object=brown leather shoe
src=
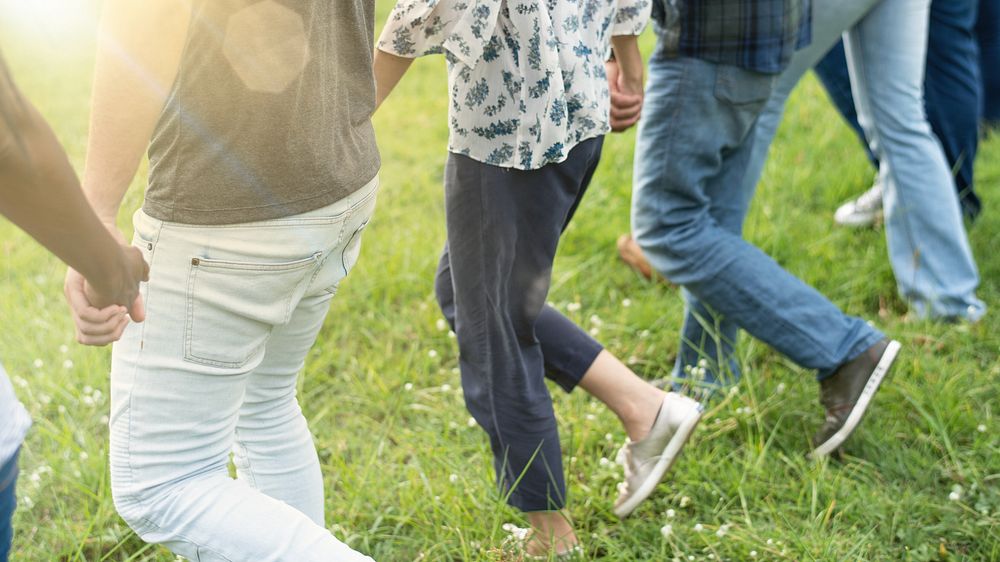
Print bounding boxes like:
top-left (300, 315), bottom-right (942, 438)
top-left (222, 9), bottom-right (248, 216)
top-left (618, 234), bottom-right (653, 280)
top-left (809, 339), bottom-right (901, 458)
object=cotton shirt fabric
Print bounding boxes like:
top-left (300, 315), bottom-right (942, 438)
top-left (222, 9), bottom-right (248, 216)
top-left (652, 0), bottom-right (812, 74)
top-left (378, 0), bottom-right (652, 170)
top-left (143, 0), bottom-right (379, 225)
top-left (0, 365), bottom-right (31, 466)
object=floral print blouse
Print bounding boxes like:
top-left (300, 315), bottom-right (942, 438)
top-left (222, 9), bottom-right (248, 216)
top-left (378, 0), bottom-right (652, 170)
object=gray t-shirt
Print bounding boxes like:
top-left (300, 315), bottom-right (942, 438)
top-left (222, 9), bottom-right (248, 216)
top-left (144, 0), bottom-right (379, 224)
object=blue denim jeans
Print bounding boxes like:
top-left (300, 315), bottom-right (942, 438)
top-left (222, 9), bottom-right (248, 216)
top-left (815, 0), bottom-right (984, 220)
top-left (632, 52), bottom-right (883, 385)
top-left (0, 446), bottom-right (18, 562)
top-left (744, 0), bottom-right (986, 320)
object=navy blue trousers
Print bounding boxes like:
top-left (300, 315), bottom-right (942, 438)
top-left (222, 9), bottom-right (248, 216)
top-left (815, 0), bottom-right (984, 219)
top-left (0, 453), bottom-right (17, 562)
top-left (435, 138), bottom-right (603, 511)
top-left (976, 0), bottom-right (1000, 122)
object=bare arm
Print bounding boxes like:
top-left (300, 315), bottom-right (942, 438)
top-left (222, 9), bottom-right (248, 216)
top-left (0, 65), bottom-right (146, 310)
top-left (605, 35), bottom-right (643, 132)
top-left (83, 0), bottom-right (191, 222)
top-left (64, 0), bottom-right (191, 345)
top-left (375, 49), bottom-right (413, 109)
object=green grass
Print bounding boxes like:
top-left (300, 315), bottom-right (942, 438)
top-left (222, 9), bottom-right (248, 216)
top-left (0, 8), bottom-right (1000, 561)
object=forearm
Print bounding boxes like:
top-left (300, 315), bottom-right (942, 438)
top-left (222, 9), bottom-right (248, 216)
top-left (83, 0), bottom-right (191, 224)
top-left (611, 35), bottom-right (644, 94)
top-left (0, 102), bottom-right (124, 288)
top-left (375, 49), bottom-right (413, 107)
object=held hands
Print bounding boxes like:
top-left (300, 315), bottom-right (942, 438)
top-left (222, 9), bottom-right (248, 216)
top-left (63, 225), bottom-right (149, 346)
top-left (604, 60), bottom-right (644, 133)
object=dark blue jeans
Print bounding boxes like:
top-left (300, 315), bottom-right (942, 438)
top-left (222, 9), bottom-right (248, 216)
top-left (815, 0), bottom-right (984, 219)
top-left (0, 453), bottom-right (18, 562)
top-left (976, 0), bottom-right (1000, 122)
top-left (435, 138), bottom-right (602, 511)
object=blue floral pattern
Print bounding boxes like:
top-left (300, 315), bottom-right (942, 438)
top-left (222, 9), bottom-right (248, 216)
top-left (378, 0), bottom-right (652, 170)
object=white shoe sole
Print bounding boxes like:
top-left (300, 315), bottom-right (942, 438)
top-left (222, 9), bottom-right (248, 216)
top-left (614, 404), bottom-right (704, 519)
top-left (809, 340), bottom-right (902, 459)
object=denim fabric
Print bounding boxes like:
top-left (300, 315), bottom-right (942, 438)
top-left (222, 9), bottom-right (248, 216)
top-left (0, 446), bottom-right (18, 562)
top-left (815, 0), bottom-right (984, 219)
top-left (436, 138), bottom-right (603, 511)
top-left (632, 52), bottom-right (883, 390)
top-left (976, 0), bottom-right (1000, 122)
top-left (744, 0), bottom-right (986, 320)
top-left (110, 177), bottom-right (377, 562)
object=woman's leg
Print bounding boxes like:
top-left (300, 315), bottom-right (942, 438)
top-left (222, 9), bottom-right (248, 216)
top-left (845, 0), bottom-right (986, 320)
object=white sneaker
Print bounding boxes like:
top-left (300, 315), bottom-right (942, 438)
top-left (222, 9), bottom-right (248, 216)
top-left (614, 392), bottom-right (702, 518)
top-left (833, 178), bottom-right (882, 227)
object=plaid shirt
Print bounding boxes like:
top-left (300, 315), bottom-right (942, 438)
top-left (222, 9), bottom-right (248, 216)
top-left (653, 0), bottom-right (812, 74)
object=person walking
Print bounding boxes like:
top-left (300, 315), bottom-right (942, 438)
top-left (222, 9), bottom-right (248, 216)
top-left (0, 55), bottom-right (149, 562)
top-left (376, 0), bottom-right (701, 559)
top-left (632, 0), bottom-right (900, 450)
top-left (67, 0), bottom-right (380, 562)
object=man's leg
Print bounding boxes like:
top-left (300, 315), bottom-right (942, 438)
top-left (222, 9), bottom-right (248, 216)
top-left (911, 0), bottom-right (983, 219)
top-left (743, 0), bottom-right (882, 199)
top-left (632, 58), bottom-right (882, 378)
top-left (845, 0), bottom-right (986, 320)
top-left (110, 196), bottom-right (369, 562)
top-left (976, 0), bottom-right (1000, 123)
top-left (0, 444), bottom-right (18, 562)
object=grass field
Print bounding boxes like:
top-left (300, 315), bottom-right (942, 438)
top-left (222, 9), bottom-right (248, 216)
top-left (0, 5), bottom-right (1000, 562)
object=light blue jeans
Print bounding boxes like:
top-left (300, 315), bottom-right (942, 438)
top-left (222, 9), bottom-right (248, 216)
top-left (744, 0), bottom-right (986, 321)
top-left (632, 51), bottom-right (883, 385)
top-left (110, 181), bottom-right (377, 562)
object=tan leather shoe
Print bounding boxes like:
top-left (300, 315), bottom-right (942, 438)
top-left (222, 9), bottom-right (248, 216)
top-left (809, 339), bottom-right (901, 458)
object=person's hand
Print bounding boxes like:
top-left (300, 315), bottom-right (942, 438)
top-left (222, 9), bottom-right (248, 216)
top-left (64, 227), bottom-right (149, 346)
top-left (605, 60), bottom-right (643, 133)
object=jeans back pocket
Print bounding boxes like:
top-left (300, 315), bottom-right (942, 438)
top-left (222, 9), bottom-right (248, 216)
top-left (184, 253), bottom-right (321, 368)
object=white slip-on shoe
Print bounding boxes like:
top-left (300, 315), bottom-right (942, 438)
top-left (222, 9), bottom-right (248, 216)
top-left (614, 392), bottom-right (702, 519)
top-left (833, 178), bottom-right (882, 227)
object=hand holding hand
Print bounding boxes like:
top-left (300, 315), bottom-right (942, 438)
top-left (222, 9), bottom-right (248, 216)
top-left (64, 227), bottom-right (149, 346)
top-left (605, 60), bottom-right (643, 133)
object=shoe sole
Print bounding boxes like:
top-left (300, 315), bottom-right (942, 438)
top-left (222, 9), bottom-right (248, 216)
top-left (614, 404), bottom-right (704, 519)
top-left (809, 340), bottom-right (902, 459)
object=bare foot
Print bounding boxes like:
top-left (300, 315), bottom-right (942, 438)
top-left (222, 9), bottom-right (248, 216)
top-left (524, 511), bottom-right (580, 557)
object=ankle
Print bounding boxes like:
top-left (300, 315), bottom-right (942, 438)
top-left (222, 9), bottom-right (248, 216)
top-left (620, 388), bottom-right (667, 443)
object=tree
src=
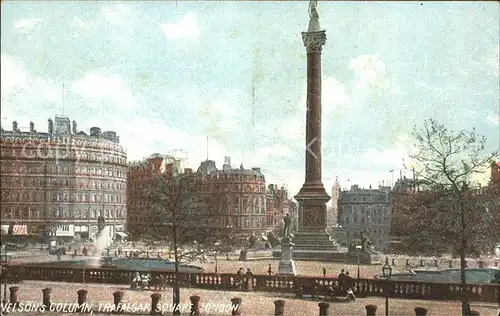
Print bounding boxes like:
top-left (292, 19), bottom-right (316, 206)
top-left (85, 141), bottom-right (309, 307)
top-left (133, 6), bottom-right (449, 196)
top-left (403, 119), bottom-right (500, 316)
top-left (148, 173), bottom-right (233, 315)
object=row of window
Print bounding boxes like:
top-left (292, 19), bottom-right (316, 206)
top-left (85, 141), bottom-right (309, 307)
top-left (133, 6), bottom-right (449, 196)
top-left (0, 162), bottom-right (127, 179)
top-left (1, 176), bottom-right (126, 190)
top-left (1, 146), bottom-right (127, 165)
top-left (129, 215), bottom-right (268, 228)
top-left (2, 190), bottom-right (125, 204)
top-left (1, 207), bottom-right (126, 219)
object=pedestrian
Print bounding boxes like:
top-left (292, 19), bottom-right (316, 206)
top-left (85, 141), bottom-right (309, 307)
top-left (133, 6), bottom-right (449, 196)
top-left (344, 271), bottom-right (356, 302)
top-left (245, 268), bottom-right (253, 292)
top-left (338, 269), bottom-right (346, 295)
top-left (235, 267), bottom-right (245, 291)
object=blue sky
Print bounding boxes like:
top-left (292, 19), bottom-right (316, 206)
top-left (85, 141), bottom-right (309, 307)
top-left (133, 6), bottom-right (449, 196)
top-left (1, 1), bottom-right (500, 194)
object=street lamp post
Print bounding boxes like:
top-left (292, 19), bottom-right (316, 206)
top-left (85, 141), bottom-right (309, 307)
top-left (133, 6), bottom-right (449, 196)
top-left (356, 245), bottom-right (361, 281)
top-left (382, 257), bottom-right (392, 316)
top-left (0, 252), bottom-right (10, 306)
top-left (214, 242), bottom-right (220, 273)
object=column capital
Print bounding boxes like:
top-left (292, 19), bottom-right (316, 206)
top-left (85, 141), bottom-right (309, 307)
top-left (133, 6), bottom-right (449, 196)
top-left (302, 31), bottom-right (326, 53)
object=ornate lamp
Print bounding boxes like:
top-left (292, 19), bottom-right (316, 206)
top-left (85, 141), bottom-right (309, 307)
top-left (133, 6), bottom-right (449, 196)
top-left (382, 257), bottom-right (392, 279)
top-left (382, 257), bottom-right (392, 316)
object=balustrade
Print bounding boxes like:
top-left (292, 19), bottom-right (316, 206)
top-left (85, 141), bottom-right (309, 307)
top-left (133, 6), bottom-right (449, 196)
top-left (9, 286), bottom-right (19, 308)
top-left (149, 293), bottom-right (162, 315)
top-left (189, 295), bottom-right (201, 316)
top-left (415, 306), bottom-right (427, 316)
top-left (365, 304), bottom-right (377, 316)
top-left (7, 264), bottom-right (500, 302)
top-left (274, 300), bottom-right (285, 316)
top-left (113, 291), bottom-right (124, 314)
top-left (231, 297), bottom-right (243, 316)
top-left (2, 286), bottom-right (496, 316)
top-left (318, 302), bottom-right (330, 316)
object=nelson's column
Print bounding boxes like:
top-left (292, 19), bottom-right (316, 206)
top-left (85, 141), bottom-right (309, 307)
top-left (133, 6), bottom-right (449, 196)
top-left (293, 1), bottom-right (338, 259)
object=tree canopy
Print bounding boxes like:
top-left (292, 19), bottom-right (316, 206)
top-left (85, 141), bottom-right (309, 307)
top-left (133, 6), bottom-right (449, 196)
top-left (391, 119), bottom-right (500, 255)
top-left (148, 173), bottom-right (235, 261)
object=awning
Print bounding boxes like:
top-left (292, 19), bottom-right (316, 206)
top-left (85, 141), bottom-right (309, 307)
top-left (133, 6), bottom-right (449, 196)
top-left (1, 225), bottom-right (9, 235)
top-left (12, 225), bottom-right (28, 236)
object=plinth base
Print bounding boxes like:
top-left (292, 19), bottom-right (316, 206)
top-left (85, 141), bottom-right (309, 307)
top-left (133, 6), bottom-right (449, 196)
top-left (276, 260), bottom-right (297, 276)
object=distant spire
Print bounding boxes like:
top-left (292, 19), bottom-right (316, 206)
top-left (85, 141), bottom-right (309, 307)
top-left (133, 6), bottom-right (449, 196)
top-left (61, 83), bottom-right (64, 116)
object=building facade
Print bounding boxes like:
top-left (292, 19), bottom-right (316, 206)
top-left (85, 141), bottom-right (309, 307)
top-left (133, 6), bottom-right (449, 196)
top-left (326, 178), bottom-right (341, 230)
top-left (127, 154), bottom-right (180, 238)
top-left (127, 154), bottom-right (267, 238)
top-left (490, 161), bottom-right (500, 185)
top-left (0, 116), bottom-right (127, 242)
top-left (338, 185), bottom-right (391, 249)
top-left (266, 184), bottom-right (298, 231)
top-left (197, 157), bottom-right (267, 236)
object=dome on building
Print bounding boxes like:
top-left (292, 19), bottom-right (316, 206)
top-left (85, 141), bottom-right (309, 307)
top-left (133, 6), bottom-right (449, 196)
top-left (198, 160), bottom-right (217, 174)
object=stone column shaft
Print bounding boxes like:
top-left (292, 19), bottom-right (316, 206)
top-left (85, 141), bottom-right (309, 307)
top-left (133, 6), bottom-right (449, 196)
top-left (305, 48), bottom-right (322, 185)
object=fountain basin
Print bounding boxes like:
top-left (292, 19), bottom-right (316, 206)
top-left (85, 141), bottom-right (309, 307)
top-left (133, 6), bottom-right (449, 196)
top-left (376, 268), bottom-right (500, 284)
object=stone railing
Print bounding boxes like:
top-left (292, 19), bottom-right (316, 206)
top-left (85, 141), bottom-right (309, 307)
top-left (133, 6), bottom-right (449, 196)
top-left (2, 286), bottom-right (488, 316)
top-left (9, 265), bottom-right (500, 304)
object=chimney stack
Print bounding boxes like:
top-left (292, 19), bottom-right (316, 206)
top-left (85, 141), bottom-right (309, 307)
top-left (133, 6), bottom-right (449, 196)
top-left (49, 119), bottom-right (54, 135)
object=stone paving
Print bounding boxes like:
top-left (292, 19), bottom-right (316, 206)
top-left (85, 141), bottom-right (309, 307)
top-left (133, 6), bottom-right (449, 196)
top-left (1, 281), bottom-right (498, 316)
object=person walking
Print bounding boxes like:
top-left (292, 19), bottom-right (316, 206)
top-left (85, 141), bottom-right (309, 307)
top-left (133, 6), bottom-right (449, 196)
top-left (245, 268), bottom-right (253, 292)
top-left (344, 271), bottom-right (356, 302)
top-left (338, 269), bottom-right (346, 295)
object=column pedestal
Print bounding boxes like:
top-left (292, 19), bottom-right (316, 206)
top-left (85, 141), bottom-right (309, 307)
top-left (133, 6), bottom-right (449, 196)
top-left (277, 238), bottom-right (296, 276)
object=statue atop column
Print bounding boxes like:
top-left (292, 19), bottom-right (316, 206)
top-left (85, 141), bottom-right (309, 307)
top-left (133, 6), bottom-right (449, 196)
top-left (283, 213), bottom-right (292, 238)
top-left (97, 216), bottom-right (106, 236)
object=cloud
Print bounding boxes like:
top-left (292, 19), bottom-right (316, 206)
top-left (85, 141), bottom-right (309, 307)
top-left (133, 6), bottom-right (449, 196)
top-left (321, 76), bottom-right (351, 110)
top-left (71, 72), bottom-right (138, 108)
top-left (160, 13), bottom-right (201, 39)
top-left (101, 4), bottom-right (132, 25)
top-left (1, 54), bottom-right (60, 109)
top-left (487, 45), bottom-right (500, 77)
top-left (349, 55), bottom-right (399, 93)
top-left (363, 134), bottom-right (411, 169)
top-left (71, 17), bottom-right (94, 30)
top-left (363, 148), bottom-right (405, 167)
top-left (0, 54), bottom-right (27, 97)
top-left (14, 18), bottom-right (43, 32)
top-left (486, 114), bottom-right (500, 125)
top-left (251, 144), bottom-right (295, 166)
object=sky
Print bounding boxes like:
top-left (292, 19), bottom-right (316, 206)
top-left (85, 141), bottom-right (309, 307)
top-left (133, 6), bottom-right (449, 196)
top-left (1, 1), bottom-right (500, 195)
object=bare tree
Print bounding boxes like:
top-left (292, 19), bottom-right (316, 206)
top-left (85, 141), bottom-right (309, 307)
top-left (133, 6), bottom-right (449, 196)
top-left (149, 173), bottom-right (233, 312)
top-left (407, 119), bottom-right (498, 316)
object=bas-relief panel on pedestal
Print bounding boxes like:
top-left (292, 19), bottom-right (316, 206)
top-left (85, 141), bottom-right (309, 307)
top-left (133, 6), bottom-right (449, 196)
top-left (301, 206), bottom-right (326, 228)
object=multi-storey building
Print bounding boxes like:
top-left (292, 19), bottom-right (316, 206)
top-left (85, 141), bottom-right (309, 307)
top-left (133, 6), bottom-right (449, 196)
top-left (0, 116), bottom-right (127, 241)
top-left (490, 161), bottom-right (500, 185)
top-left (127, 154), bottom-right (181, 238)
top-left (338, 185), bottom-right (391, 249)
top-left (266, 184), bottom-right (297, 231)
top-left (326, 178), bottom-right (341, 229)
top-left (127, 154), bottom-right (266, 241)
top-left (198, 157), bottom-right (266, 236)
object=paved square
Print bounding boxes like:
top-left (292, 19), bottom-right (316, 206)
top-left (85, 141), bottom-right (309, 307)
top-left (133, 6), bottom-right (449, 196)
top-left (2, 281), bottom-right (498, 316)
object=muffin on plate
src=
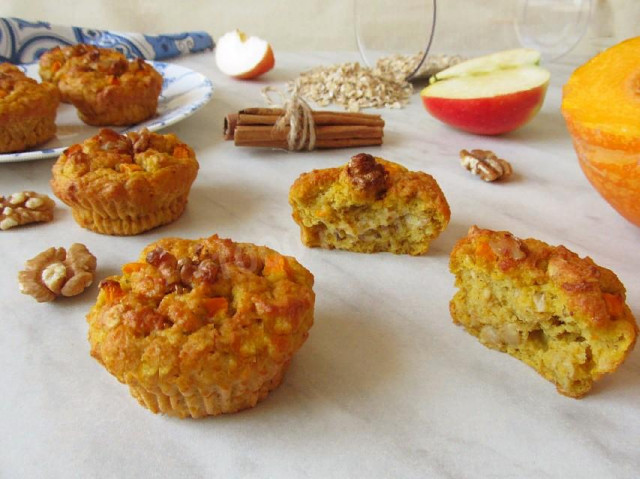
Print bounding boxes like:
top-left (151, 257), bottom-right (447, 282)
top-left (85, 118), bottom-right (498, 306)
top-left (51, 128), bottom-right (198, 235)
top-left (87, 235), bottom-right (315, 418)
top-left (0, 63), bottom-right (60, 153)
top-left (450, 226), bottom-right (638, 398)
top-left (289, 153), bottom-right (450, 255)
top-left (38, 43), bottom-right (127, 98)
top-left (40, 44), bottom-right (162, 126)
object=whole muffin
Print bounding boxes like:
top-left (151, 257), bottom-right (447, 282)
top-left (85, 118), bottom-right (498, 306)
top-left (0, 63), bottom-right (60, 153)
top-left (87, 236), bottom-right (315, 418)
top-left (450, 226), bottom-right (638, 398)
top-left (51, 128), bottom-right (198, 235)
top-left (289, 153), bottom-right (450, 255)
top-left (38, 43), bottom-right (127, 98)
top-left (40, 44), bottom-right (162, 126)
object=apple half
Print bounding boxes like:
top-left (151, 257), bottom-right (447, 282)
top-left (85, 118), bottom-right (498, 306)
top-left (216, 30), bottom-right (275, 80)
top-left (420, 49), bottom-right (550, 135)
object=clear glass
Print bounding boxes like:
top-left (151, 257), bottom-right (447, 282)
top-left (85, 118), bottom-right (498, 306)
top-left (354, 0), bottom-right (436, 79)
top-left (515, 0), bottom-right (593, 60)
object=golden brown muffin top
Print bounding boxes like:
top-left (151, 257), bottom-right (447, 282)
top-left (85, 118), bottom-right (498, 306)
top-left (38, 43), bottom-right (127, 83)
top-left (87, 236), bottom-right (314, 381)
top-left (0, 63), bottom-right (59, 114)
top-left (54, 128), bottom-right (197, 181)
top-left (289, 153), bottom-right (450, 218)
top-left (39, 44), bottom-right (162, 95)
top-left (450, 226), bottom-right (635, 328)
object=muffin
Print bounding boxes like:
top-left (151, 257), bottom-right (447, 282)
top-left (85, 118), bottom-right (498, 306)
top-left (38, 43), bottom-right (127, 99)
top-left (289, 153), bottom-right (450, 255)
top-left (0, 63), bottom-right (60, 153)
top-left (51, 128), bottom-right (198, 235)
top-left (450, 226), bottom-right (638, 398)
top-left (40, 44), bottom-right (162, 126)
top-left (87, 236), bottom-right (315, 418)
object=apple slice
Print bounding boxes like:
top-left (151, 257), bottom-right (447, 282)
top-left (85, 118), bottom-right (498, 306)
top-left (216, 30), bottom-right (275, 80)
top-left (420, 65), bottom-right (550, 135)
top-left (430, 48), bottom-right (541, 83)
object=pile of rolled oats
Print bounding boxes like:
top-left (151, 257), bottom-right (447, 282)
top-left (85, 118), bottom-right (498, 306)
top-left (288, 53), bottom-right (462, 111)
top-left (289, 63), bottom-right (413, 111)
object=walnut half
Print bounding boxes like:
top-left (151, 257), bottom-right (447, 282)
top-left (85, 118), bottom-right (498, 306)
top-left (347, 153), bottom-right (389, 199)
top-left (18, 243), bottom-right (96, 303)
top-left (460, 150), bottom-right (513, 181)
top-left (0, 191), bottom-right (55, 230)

▸ Your objective: Collect every line of the rows above that contains the word "denim" and copy each one in full.

▸ Result of this task:
object=blue denim jeans
object=denim fabric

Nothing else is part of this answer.